Copy the records from the line with "Annotation guideline — the target class is black spot" through the line with "0;0;373;119", changing "smallest" to "tightest" and leaving everything else as it is. Omit the pictures.

+++

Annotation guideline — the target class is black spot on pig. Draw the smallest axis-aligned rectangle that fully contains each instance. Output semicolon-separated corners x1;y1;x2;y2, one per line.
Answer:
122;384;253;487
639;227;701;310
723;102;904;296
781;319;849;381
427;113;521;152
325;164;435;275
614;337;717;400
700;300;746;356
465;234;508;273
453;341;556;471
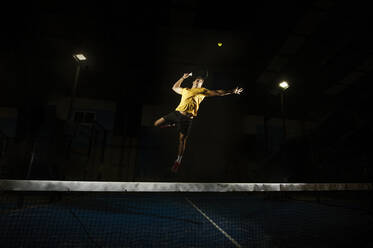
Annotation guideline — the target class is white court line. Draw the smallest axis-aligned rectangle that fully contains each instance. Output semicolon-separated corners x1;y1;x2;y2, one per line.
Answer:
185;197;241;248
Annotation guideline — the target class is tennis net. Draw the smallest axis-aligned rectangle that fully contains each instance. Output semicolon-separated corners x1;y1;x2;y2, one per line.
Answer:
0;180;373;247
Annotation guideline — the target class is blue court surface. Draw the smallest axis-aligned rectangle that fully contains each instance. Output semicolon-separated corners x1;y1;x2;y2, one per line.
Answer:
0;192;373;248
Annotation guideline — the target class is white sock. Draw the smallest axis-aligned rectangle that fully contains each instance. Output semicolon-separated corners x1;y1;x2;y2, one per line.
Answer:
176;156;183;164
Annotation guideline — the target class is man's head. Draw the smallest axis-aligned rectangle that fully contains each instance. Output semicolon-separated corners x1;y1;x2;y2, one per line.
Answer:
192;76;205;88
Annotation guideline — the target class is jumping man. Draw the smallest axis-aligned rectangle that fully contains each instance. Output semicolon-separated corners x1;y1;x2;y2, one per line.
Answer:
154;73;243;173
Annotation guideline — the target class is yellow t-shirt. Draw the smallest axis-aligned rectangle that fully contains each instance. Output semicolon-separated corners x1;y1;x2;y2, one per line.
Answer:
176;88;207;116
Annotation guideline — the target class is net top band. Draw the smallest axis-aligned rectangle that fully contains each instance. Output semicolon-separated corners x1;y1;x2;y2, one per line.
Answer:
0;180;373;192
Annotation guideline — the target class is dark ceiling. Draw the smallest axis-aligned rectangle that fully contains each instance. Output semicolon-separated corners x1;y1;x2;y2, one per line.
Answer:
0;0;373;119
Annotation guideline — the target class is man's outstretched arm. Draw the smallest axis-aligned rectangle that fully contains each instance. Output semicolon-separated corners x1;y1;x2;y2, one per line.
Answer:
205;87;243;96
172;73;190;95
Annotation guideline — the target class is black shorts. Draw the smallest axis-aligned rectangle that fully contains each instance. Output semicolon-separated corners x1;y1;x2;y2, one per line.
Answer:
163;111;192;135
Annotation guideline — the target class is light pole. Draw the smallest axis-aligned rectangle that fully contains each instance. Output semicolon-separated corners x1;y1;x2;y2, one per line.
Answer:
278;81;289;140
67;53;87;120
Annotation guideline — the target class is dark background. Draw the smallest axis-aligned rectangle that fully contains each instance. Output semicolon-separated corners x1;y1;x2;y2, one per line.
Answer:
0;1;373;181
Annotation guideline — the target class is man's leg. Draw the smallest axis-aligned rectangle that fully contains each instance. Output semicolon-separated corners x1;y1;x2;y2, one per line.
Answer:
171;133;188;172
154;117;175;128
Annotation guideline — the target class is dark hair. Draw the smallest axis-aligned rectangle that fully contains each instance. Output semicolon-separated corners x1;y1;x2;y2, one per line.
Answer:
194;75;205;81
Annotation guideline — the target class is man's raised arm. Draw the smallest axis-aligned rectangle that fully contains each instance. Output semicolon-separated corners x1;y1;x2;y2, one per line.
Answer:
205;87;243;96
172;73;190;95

+++

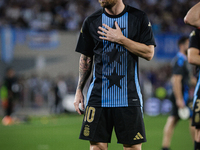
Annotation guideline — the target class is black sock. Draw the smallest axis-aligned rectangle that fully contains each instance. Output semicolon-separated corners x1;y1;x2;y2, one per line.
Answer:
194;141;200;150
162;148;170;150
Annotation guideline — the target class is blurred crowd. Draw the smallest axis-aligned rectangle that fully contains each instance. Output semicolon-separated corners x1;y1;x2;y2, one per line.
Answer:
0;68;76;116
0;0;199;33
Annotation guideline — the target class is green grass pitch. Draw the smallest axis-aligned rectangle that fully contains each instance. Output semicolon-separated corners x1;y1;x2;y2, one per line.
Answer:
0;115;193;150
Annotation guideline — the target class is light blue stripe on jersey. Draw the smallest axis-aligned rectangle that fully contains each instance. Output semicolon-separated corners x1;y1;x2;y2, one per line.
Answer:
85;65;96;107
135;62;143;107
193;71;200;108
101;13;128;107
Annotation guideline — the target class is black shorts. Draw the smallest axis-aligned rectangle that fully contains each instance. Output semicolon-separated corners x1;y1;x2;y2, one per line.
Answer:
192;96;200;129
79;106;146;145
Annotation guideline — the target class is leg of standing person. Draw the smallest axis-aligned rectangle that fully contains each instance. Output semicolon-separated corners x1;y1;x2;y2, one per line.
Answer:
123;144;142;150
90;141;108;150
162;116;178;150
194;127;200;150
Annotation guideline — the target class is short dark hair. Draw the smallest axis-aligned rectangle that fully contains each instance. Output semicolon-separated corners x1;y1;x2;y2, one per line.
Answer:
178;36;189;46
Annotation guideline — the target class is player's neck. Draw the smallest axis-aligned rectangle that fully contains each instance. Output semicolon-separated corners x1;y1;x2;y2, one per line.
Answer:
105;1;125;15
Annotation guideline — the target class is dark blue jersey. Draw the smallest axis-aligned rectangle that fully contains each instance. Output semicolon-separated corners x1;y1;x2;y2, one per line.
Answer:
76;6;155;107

+++

REPLY:
Annotation guideline — the target class is black spot on pig. Draw the tightest axis-aligned rectangle that fully contains each instance. Output semicolon-separated corners x1;y1;x2;y2, one per line.
Answer:
122;384;253;487
639;227;701;310
723;102;904;296
781;319;849;381
427;113;521;152
325;164;435;275
614;337;717;400
700;300;746;356
465;234;508;273
453;341;556;471
Annotation guideline — the target class is white court line. Draw the tightest axis-aligned rectangle that fully contains each instance. Output semicolon-separated corners x1;y1;x2;y2, one per line.
Answer:
185;197;241;248
Annotation guideline — the target class is tennis net. Draw the tightest axis-aligned rectangle that fully contains each instance. Output semicolon-separated corners x1;y1;x2;y2, one per line.
Answer:
0;180;373;247
Annotation guideline — the target class is blue court surface. Draw the tightest axis-aligned rectangle that fully contains each instance. Output semicolon-separated corners x1;y1;x2;y2, one per line.
Answer:
0;192;373;248
Annotation guideline — the target class is white sock. Draw the tightest axis-aligned rectangle that fully contains each instance. Output semicolon-separated corners x1;y1;x2;y2, one per line.
Answer:
176;156;183;164
Annotation guideline — the target class is man's head. Draw the tightest axis-aligned rectangle that fully contains each instance. Output semicolon-separated corners x1;y1;x2;y2, one per line.
Answer:
192;76;205;88
Annotation guideline — the target class is jumping man. Draw the tightest axis-aligned rectangle that fully contains each instance. Output semicolon-separated corners x1;y1;x2;y2, one per line.
Answer:
154;73;243;173
Annotation guideline — the target class is yellow t-shirt. Draw the tightest axis-aligned rectangle that fully contains each instance. Output semicolon-separated corners x1;y1;x2;y2, one per line.
Answer:
176;88;207;116
Annotation guideline — the target class is net top band. Draw the tightest axis-aligned rectangle that fully contains each instance. Output semicolon-separated corners x1;y1;x2;y2, one per line.
Answer:
0;180;373;192
Annotation guideline — the target class is dark ceiling. Draw the tightest axis-aligned rectangle that fully contains each instance. Output semicolon-separated corners x1;y1;x2;y2, one per line.
Answer:
0;0;373;119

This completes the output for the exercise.